• [WORK TO BE COMPLETED] What is needed is an exact copy of the lines from the start of the records below through the line with "obj: white sock", without the pictures.
::: EXERCISE DATA :::
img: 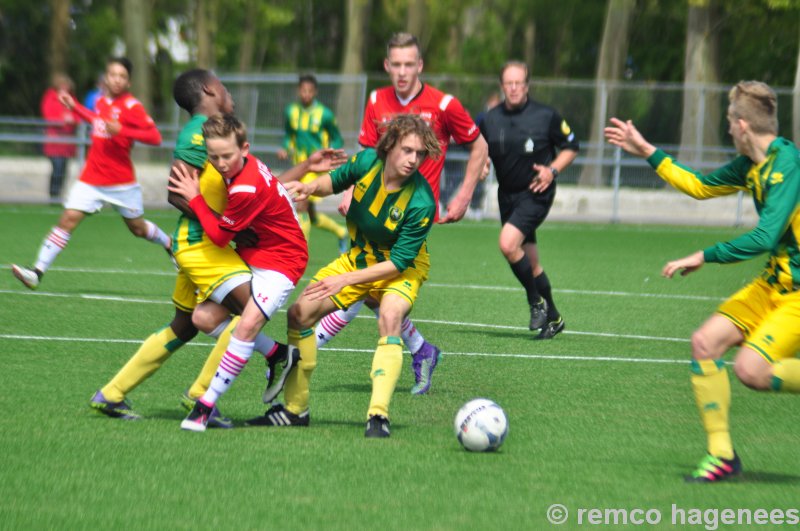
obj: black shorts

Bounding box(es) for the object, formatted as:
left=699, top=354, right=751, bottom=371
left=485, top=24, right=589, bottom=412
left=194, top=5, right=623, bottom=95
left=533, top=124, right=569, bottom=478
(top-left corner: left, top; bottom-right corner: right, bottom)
left=498, top=188, right=555, bottom=244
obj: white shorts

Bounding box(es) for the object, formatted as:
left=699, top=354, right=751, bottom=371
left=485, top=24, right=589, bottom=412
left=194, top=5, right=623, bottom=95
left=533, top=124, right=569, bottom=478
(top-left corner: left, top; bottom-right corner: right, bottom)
left=208, top=274, right=252, bottom=305
left=250, top=267, right=296, bottom=320
left=64, top=181, right=144, bottom=219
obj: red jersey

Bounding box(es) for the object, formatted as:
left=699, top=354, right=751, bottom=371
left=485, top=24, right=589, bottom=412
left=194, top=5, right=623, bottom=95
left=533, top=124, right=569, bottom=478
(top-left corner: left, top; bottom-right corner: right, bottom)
left=359, top=84, right=480, bottom=203
left=72, top=93, right=161, bottom=186
left=40, top=88, right=77, bottom=158
left=189, top=155, right=308, bottom=284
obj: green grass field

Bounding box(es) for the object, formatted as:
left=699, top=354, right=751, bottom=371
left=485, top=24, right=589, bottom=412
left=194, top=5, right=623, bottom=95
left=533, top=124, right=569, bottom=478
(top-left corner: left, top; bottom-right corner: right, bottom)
left=1, top=204, right=798, bottom=530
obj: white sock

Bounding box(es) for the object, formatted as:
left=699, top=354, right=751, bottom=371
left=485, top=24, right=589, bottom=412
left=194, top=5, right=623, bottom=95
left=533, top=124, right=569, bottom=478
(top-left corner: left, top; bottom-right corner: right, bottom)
left=401, top=318, right=425, bottom=354
left=144, top=220, right=171, bottom=249
left=201, top=336, right=253, bottom=406
left=34, top=227, right=71, bottom=273
left=315, top=300, right=364, bottom=347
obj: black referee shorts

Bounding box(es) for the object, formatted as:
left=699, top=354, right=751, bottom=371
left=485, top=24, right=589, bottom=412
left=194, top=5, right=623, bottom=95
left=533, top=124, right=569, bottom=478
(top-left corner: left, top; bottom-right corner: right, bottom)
left=498, top=188, right=555, bottom=244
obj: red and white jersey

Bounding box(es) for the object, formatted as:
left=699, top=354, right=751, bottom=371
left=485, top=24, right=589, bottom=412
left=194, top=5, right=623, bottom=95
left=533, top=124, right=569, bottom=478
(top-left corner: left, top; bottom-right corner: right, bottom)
left=189, top=155, right=308, bottom=284
left=73, top=93, right=161, bottom=187
left=359, top=84, right=480, bottom=203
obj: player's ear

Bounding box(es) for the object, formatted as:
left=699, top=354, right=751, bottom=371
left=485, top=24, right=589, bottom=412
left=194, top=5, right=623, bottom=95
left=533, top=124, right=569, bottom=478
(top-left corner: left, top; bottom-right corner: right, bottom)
left=242, top=142, right=250, bottom=157
left=418, top=58, right=424, bottom=73
left=383, top=58, right=391, bottom=73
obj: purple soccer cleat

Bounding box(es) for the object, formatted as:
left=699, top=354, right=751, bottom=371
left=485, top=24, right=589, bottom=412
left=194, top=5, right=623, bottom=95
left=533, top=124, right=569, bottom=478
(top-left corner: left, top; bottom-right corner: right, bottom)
left=410, top=341, right=441, bottom=395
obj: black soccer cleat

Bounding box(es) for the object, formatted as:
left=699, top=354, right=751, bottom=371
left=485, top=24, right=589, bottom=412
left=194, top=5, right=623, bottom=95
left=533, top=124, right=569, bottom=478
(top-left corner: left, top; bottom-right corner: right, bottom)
left=684, top=452, right=742, bottom=483
left=365, top=415, right=391, bottom=438
left=245, top=403, right=309, bottom=427
left=529, top=297, right=548, bottom=330
left=534, top=316, right=565, bottom=340
left=262, top=344, right=300, bottom=404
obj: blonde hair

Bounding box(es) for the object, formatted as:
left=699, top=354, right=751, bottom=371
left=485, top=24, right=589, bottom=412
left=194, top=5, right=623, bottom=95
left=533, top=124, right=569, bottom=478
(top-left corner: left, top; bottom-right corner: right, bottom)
left=375, top=114, right=441, bottom=162
left=728, top=81, right=778, bottom=135
left=386, top=32, right=421, bottom=58
left=202, top=113, right=248, bottom=147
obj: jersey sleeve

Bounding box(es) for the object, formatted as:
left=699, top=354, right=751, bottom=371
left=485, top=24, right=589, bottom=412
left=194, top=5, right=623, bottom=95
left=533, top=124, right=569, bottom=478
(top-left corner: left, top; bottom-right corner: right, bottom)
left=548, top=110, right=579, bottom=152
left=647, top=149, right=749, bottom=199
left=329, top=150, right=374, bottom=193
left=389, top=203, right=436, bottom=271
left=441, top=95, right=480, bottom=145
left=282, top=104, right=294, bottom=152
left=188, top=194, right=235, bottom=248
left=704, top=164, right=800, bottom=264
left=358, top=92, right=379, bottom=148
left=174, top=131, right=206, bottom=168
left=118, top=100, right=161, bottom=145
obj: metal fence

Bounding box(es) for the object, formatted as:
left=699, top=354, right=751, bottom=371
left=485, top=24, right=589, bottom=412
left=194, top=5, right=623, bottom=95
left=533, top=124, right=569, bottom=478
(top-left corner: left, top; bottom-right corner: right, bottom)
left=2, top=76, right=784, bottom=226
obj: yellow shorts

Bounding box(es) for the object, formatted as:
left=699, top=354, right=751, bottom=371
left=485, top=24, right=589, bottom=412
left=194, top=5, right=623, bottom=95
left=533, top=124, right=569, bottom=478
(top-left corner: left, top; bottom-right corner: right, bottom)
left=717, top=277, right=800, bottom=362
left=311, top=253, right=427, bottom=310
left=171, top=240, right=251, bottom=312
left=301, top=171, right=323, bottom=204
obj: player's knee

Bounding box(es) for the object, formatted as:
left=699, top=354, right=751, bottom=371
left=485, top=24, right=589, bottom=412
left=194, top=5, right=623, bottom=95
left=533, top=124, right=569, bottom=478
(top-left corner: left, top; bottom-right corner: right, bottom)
left=171, top=315, right=198, bottom=343
left=288, top=303, right=314, bottom=330
left=498, top=239, right=518, bottom=260
left=377, top=308, right=404, bottom=336
left=690, top=329, right=717, bottom=360
left=191, top=310, right=219, bottom=334
left=733, top=358, right=771, bottom=390
left=127, top=222, right=147, bottom=238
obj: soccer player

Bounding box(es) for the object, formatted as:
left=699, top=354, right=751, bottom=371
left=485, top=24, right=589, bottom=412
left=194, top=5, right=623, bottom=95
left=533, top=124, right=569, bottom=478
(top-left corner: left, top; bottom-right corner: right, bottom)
left=12, top=57, right=171, bottom=289
left=480, top=61, right=578, bottom=338
left=88, top=70, right=294, bottom=425
left=604, top=81, right=800, bottom=482
left=172, top=114, right=343, bottom=432
left=40, top=73, right=77, bottom=200
left=278, top=74, right=348, bottom=253
left=246, top=114, right=441, bottom=438
left=314, top=32, right=489, bottom=395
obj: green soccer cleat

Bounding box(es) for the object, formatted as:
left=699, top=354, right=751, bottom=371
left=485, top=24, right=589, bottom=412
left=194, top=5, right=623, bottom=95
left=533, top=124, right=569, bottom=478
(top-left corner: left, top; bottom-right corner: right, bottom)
left=685, top=452, right=742, bottom=483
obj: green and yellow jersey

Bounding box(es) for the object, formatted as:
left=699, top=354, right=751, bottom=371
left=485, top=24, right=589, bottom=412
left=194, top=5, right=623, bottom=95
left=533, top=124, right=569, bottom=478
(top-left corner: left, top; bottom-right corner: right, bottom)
left=648, top=137, right=800, bottom=292
left=171, top=114, right=228, bottom=250
left=329, top=149, right=436, bottom=272
left=283, top=100, right=343, bottom=164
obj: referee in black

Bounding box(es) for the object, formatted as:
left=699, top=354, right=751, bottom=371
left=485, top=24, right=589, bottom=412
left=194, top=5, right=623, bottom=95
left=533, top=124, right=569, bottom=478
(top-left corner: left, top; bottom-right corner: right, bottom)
left=479, top=61, right=578, bottom=339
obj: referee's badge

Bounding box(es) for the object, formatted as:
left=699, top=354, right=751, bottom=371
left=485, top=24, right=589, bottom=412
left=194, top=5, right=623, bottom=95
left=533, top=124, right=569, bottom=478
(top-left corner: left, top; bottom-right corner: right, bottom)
left=525, top=138, right=534, bottom=152
left=389, top=206, right=404, bottom=222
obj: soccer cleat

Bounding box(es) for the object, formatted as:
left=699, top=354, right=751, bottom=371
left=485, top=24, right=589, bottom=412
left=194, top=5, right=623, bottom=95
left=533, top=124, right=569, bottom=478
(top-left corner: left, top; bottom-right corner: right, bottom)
left=338, top=235, right=349, bottom=255
left=365, top=415, right=391, bottom=438
left=534, top=316, right=565, bottom=340
left=11, top=264, right=41, bottom=290
left=685, top=452, right=742, bottom=483
left=181, top=401, right=214, bottom=432
left=529, top=297, right=548, bottom=330
left=179, top=391, right=233, bottom=429
left=262, top=344, right=300, bottom=404
left=89, top=390, right=141, bottom=420
left=244, top=403, right=309, bottom=427
left=410, top=341, right=441, bottom=395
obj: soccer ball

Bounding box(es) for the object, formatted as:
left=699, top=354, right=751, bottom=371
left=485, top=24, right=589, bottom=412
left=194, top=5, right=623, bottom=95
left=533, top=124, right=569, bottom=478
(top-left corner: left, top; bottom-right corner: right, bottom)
left=454, top=398, right=508, bottom=452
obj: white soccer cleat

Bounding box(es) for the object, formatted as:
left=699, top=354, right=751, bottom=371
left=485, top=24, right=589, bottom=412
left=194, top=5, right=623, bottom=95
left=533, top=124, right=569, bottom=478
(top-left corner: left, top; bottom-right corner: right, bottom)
left=11, top=264, right=40, bottom=290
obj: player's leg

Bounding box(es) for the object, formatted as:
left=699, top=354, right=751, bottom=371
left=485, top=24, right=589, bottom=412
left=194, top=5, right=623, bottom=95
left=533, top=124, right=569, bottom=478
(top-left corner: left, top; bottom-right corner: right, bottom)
left=308, top=201, right=348, bottom=252
left=122, top=216, right=172, bottom=251
left=526, top=241, right=565, bottom=340
left=11, top=207, right=85, bottom=289
left=107, top=184, right=172, bottom=258
left=315, top=299, right=365, bottom=346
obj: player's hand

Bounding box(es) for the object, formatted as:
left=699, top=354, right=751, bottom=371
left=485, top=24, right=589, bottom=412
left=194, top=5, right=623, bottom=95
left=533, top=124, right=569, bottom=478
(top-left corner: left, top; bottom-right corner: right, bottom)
left=302, top=275, right=348, bottom=301
left=530, top=164, right=555, bottom=193
left=233, top=228, right=259, bottom=248
left=105, top=119, right=122, bottom=136
left=307, top=148, right=348, bottom=173
left=338, top=186, right=354, bottom=216
left=662, top=250, right=705, bottom=278
left=167, top=164, right=201, bottom=202
left=604, top=118, right=657, bottom=158
left=480, top=160, right=491, bottom=181
left=439, top=193, right=469, bottom=224
left=57, top=90, right=75, bottom=110
left=277, top=149, right=289, bottom=160
left=284, top=180, right=311, bottom=202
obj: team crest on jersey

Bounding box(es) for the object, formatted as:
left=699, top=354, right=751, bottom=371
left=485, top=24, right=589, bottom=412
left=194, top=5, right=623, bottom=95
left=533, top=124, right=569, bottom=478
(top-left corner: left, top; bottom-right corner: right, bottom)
left=191, top=133, right=204, bottom=147
left=561, top=120, right=572, bottom=136
left=525, top=138, right=534, bottom=152
left=389, top=206, right=404, bottom=223
left=770, top=172, right=784, bottom=185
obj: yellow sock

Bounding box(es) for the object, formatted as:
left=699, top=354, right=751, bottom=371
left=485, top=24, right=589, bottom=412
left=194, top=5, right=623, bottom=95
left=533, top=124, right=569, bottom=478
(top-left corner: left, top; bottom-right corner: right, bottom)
left=101, top=326, right=185, bottom=402
left=313, top=212, right=347, bottom=239
left=772, top=358, right=800, bottom=392
left=187, top=317, right=239, bottom=400
left=299, top=212, right=311, bottom=240
left=690, top=358, right=733, bottom=460
left=367, top=336, right=403, bottom=419
left=284, top=328, right=316, bottom=415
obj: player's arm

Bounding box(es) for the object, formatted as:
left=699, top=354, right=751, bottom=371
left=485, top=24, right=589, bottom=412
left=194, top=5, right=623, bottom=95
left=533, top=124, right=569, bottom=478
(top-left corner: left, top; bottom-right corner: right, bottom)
left=58, top=92, right=95, bottom=124
left=284, top=174, right=334, bottom=202
left=303, top=260, right=401, bottom=302
left=531, top=111, right=579, bottom=193
left=277, top=148, right=347, bottom=185
left=114, top=103, right=162, bottom=145
left=325, top=109, right=344, bottom=149
left=167, top=159, right=201, bottom=218
left=440, top=133, right=488, bottom=223
left=278, top=107, right=293, bottom=160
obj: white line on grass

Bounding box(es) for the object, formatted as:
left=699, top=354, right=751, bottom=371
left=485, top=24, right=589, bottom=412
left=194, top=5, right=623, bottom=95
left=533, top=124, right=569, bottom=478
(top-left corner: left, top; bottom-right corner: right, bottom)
left=0, top=288, right=690, bottom=343
left=0, top=333, right=689, bottom=365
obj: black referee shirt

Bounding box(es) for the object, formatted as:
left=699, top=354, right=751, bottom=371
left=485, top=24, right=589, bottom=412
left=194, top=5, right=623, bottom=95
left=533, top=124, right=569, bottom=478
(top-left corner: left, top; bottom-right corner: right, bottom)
left=479, top=98, right=579, bottom=194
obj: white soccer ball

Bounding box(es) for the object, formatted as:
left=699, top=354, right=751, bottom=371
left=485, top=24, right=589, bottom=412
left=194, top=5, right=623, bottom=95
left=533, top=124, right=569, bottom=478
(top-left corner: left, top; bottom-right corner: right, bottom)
left=454, top=398, right=508, bottom=452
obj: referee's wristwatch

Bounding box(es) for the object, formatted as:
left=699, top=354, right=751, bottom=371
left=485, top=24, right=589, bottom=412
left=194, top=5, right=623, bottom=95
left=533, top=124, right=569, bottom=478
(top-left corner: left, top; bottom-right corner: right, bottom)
left=549, top=167, right=559, bottom=179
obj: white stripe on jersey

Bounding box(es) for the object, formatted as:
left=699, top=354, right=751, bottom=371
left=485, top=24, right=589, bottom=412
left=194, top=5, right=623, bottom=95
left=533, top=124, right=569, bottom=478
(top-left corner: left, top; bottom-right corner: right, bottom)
left=370, top=90, right=378, bottom=104
left=439, top=94, right=453, bottom=111
left=229, top=184, right=256, bottom=194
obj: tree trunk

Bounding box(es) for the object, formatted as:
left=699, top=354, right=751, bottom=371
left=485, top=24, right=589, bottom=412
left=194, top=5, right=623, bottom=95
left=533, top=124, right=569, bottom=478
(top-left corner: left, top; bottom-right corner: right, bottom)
left=195, top=0, right=218, bottom=68
left=238, top=0, right=257, bottom=72
left=123, top=0, right=153, bottom=158
left=523, top=19, right=536, bottom=72
left=406, top=0, right=429, bottom=50
left=336, top=0, right=370, bottom=145
left=48, top=0, right=71, bottom=77
left=579, top=0, right=635, bottom=187
left=679, top=0, right=721, bottom=165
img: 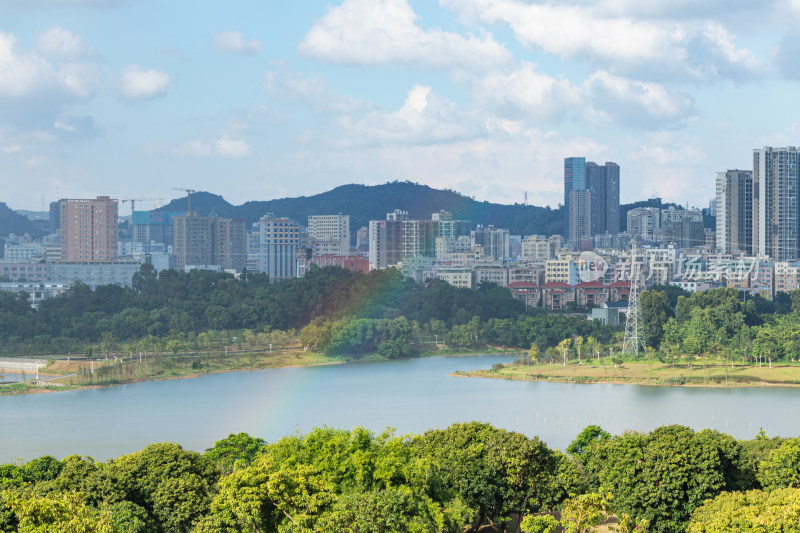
:::
• [ANSWER TO THE PROBLEM]
img: 
obj: black shorts

Bounding box(es) for the object, formatted as:
left=699, top=354, right=751, bottom=371
left=485, top=24, right=589, bottom=412
left=194, top=5, right=623, bottom=95
left=533, top=124, right=569, bottom=478
(top-left corner: left, top; bottom-right corner: right, bottom)
left=498, top=188, right=555, bottom=244
obj: white shorts

Bounding box(es) for the object, formatted as:
left=699, top=354, right=751, bottom=371
left=485, top=24, right=589, bottom=412
left=194, top=5, right=623, bottom=95
left=533, top=124, right=569, bottom=478
(top-left corner: left, top; bottom-right corner: right, bottom)
left=208, top=274, right=252, bottom=305
left=250, top=267, right=296, bottom=320
left=64, top=181, right=144, bottom=219
obj: red jersey

Bounding box(es) for the object, formatted as:
left=699, top=354, right=751, bottom=371
left=485, top=24, right=589, bottom=412
left=194, top=5, right=623, bottom=95
left=533, top=124, right=569, bottom=478
(top-left corner: left, top; bottom-right corner: right, bottom)
left=359, top=84, right=480, bottom=203
left=72, top=93, right=161, bottom=186
left=40, top=88, right=77, bottom=158
left=189, top=155, right=308, bottom=284
obj: green grass field

Bounding box(es) for the object, formatted as:
left=699, top=354, right=751, bottom=371
left=485, top=24, right=589, bottom=412
left=194, top=5, right=623, bottom=95
left=533, top=124, right=569, bottom=478
(top-left corner: left, top; bottom-right corner: right, bottom)
left=1, top=204, right=798, bottom=530
obj: white sock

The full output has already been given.